SET PROBLEM ::
Substitute "widest part" for every occurrence of "thickest part" in the records below, and reproduce them with everything else unchanged. Omit the pictures from your answer.
## begin SOURCE MATERIAL
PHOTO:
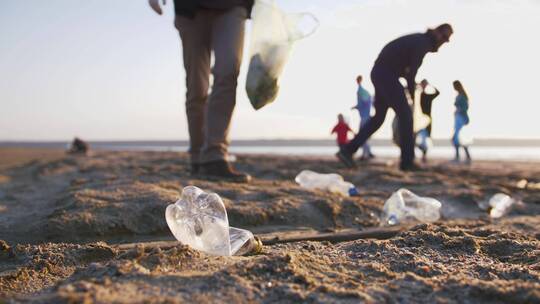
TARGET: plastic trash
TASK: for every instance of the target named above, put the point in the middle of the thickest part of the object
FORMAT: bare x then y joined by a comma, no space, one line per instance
272,37
199,219
405,206
500,204
522,184
330,182
525,184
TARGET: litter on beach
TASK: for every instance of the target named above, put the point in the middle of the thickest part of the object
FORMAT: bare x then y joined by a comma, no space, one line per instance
405,206
199,219
331,182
## end SOURCE MATERIAL
COMPLETE RESPONSE ::
PHOTO:
TARGET: plastic trash
TASK: for every instance of the target named above, put the point in the middle of the widest part of the object
FORMAT: bare x then y joined by a comma, no space, one line per instance
272,37
199,219
405,206
500,204
522,184
330,182
525,184
TARGET: litter on beach
TASK: for every instance of the target named above, put the point in the middle of the widest part of the object
FORMAT: bare x then y joined by a comma, no space, one line per instance
405,206
199,219
331,182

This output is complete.